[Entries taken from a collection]
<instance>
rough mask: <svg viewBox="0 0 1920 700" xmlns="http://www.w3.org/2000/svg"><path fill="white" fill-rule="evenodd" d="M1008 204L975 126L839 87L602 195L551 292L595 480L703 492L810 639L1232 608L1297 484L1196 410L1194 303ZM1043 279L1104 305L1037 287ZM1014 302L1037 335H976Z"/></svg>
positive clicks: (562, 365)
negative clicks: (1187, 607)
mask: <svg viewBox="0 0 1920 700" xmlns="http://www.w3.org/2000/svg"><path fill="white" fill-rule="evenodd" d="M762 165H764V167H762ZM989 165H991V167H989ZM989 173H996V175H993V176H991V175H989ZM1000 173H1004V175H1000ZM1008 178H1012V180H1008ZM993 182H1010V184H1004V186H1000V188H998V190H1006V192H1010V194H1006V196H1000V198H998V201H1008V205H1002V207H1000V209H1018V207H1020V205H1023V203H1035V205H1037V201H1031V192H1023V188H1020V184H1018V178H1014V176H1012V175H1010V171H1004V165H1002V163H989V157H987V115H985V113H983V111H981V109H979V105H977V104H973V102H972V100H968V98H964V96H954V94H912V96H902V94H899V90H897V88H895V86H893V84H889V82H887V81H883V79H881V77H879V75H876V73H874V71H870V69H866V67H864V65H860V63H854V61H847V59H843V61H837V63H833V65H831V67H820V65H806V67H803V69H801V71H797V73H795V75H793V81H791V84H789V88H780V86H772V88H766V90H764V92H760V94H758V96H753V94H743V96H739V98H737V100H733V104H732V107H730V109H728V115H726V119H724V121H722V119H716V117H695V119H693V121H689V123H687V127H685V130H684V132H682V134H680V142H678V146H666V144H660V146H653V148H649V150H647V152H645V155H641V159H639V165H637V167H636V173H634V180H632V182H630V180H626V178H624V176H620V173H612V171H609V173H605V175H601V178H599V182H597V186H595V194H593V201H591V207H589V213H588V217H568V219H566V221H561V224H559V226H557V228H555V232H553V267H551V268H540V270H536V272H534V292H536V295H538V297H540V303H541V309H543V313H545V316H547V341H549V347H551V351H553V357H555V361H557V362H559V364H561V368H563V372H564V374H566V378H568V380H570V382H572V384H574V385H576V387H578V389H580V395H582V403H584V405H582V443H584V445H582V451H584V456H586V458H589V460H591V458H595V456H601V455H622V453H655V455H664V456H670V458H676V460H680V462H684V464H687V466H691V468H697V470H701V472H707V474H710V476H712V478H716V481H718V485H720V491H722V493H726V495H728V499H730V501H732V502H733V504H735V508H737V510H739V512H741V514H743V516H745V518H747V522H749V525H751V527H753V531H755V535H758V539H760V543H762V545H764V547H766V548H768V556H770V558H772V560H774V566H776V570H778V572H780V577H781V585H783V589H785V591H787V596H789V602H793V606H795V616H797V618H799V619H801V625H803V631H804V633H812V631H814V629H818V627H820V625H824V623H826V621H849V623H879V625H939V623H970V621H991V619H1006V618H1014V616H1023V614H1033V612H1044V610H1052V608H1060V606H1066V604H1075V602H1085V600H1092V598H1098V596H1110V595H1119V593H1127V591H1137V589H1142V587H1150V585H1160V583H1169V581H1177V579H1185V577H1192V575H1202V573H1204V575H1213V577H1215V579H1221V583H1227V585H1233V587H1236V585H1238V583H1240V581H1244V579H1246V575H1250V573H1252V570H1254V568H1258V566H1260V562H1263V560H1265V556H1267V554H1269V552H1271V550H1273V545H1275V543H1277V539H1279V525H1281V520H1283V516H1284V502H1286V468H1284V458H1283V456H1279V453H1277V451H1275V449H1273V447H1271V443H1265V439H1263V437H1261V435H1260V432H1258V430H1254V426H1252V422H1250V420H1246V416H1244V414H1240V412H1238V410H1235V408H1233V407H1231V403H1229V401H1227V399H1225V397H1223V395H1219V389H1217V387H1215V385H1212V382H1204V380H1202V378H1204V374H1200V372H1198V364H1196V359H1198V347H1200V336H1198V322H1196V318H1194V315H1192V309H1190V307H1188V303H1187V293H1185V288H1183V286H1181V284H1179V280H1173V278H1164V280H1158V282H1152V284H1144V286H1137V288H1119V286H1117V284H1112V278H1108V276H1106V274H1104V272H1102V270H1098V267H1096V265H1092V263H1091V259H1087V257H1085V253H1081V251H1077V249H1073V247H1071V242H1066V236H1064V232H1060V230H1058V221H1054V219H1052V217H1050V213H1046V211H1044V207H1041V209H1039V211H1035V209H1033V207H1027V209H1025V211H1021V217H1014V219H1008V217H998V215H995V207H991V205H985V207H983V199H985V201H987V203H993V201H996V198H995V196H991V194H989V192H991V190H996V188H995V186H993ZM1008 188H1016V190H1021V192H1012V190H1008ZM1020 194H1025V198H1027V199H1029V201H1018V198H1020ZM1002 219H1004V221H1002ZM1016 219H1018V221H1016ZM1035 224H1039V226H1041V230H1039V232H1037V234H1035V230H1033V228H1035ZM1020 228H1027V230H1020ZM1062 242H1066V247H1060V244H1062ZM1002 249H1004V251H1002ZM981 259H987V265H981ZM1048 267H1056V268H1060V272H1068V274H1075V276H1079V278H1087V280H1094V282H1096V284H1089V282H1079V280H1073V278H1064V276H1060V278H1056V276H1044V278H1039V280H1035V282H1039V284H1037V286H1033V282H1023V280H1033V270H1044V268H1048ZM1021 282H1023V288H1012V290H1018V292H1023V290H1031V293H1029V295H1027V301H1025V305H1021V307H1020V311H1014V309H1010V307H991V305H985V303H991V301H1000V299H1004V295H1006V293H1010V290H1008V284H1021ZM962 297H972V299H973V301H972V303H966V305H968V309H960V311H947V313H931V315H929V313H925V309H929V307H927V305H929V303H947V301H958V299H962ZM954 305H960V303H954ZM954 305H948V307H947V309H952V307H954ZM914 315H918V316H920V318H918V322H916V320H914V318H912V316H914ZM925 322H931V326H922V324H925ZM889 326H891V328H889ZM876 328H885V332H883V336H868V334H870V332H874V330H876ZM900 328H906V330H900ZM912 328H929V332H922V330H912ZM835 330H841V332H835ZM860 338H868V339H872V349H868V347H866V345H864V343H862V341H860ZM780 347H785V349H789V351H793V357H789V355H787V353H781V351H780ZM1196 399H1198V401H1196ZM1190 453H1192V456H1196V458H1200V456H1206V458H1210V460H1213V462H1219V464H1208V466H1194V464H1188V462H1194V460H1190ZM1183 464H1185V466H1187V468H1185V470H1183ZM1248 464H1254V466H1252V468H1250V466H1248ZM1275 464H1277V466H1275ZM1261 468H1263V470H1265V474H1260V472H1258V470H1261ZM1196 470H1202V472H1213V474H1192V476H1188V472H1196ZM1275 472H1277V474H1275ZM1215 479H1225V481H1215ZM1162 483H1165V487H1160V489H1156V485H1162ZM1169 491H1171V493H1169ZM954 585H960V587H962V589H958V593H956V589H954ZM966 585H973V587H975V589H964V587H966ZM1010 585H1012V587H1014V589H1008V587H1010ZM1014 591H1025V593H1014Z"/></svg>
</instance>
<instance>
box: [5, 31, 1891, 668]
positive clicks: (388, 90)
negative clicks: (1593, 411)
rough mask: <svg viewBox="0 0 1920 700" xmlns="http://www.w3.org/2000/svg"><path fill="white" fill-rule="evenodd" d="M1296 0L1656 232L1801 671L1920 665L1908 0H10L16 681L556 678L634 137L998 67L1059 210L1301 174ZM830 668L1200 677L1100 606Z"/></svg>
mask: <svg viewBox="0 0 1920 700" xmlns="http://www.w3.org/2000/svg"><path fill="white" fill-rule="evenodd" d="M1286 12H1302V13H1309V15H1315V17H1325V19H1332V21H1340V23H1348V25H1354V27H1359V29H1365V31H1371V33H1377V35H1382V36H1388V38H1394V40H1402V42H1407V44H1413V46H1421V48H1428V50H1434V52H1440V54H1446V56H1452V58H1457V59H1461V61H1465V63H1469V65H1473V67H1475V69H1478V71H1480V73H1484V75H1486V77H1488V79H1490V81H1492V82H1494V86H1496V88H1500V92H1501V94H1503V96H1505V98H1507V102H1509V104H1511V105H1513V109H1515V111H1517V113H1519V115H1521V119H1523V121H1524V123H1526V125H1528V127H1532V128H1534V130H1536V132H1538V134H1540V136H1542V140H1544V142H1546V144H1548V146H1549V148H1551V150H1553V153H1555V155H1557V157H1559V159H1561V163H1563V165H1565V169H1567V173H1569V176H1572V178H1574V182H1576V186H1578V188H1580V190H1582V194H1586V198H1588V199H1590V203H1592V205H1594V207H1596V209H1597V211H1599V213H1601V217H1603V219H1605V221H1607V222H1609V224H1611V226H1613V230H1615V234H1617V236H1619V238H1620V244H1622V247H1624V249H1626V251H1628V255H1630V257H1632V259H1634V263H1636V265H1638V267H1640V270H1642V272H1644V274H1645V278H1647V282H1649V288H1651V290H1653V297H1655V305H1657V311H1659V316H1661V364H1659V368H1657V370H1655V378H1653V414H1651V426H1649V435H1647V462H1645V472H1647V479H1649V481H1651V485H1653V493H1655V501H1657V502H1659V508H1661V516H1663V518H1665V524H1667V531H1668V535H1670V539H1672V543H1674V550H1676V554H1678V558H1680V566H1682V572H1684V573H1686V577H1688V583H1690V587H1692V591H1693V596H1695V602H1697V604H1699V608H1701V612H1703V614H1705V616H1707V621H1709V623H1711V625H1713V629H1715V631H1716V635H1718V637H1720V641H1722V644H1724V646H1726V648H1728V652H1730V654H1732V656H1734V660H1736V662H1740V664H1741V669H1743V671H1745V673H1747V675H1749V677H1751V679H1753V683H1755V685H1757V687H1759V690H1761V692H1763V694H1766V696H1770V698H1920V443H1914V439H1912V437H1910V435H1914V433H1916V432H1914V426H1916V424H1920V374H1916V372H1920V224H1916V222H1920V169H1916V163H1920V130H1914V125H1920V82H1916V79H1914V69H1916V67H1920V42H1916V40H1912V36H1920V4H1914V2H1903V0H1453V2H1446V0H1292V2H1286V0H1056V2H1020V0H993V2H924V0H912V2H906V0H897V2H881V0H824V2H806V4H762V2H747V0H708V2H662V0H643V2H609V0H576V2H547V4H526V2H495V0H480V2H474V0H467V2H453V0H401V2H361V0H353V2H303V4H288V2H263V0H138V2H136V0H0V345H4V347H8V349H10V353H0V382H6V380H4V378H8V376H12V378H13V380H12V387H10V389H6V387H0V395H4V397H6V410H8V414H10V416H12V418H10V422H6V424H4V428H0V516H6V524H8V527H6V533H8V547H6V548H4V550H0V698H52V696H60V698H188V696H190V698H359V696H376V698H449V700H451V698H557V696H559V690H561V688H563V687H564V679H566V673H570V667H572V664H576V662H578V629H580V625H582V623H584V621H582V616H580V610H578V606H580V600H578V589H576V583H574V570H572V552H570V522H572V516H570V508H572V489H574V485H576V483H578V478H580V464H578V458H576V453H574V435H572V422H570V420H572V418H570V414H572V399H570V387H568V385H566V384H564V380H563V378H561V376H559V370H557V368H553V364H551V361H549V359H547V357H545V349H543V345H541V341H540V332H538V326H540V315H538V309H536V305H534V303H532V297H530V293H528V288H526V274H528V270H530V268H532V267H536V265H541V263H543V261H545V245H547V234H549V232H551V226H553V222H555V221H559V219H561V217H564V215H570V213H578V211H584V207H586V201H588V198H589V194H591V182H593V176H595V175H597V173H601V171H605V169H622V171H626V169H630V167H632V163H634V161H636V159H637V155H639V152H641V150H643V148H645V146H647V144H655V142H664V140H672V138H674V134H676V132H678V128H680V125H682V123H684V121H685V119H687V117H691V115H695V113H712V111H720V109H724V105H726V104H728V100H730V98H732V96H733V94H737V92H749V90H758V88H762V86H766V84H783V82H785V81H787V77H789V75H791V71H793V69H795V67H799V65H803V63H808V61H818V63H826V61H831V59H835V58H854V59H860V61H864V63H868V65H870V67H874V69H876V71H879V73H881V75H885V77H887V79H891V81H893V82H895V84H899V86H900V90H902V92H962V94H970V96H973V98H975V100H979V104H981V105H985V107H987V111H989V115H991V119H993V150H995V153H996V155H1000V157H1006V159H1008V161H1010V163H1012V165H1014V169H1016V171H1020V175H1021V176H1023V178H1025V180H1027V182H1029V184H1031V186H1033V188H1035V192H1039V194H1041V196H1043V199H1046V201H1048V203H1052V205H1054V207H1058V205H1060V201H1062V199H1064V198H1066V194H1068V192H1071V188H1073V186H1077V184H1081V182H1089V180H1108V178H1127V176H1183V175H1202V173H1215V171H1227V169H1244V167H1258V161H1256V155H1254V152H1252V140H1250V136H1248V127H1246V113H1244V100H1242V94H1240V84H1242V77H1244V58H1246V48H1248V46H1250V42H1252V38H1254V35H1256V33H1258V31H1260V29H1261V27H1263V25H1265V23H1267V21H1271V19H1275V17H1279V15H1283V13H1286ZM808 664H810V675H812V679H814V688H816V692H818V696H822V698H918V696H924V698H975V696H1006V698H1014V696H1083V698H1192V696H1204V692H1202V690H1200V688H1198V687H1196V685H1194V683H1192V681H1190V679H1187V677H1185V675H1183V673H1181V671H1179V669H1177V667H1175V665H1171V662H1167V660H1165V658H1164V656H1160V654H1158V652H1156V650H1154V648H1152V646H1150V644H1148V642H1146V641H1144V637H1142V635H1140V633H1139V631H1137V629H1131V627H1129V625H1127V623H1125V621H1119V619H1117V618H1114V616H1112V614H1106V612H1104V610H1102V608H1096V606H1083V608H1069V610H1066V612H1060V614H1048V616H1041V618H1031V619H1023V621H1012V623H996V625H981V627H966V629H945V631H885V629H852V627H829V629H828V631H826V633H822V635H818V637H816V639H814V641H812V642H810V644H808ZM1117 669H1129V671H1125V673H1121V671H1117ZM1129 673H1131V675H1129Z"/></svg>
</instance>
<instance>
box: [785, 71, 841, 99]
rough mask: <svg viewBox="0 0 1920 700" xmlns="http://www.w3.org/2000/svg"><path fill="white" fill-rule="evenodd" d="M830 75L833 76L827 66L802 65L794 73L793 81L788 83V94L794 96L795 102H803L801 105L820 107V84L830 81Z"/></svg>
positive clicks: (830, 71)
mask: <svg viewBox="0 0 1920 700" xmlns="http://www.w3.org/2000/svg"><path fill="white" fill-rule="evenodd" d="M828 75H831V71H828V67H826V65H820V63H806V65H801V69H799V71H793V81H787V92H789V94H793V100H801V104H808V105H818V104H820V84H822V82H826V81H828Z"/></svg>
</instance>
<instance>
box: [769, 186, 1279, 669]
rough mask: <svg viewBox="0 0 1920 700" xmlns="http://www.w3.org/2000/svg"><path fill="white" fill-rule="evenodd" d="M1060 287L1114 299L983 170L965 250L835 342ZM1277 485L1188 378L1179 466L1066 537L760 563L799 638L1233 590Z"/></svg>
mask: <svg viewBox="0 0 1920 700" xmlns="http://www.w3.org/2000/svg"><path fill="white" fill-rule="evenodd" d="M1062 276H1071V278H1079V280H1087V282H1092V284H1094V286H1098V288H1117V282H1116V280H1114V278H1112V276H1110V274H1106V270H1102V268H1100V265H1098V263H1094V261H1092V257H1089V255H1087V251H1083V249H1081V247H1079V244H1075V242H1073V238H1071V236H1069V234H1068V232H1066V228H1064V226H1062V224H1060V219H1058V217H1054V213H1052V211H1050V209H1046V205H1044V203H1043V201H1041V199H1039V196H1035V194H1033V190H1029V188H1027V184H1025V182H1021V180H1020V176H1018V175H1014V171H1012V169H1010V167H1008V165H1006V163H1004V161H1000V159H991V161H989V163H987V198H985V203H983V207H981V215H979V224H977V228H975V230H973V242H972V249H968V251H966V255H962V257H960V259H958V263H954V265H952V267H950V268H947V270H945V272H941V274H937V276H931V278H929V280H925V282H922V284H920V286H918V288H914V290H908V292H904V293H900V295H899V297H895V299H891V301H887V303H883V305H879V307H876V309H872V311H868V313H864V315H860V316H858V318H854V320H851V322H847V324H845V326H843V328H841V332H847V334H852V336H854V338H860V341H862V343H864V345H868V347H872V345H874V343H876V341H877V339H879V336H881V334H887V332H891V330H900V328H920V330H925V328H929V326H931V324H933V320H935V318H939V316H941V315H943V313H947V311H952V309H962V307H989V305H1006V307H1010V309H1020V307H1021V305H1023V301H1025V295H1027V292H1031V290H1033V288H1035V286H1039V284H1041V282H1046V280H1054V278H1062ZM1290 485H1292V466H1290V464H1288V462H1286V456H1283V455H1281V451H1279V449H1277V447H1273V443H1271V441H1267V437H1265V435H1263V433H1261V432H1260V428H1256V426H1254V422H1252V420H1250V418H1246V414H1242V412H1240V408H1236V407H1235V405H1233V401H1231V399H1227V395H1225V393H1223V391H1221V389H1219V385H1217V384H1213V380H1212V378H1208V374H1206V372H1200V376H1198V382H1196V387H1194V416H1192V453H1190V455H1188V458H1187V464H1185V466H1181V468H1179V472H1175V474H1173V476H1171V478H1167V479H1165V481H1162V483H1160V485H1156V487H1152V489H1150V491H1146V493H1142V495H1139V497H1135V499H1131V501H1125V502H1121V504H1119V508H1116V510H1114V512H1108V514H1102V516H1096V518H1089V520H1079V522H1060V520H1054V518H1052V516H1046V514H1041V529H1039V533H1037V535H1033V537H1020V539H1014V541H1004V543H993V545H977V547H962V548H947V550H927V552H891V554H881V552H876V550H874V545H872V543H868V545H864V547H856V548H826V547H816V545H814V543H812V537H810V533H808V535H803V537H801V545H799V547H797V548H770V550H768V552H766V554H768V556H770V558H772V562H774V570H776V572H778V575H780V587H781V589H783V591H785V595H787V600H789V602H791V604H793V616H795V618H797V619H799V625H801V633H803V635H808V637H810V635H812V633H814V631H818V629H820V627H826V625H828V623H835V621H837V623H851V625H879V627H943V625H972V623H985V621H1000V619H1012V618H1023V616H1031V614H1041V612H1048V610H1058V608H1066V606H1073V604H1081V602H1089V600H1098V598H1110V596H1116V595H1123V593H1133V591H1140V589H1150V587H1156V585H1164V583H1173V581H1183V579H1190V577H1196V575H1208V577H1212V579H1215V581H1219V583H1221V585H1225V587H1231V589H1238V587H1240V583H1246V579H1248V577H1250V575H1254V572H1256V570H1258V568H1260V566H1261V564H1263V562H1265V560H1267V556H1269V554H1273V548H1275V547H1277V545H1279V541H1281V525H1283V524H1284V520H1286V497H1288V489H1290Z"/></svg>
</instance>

ACTION ITEM: The lines from the beginning of the records through the line containing "positive clicks: (562, 365)" should be reproduced exactly. Include nothing else.

RESPONSE TO THE EXERCISE:
<instance>
rough mask: <svg viewBox="0 0 1920 700" xmlns="http://www.w3.org/2000/svg"><path fill="white" fill-rule="evenodd" d="M1008 204L975 126L839 87L602 195L551 292L595 480L703 492L810 639L1232 608L1297 484L1196 410L1194 303ZM1043 279L1104 305L1037 287ZM1014 302L1037 335H976Z"/></svg>
positive clicks: (562, 365)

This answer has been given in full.